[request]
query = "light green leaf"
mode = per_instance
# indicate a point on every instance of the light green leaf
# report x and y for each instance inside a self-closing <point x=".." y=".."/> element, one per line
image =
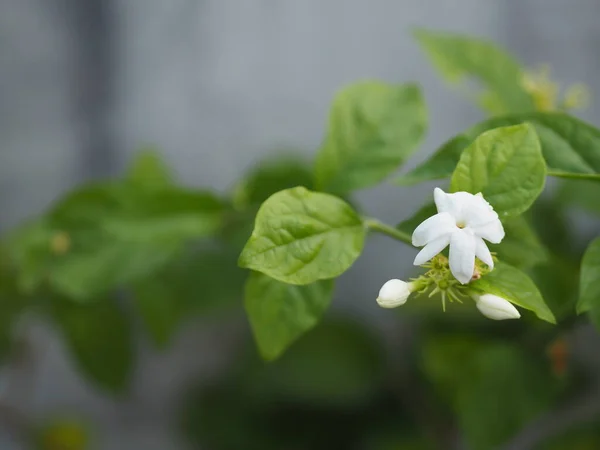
<point x="521" y="246"/>
<point x="373" y="128"/>
<point x="203" y="282"/>
<point x="270" y="176"/>
<point x="506" y="165"/>
<point x="99" y="338"/>
<point x="515" y="286"/>
<point x="589" y="281"/>
<point x="105" y="235"/>
<point x="570" y="147"/>
<point x="301" y="236"/>
<point x="280" y="313"/>
<point x="509" y="390"/>
<point x="457" y="57"/>
<point x="148" y="170"/>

--------

__What you will do__: Lay out the records above as a two-column CSV with the headers request and answer, one row per record. Put each record's text and its answer in a single quoted field with line breaks turned into spaces, and leave the pictures out.

__Expected answer__:
request,answer
"[request] query = ""light green leaf"" mode = per_instance # indicate a point on every instance of the light green leaf # report x and y for each instance inside a self-closing <point x="".."" y=""..""/> element, one per line image =","<point x=""521"" y=""246""/> <point x=""373"" y=""128""/> <point x=""203"" y=""282""/> <point x=""270"" y=""176""/> <point x=""506"" y=""165""/> <point x=""99"" y=""338""/> <point x=""515"" y=""286""/> <point x=""589"" y=""281""/> <point x=""105"" y=""235""/> <point x=""570"" y=""147""/> <point x=""301"" y=""236""/> <point x=""280"" y=""313""/> <point x=""509"" y=""390""/> <point x=""457"" y=""57""/> <point x=""148"" y=""170""/>"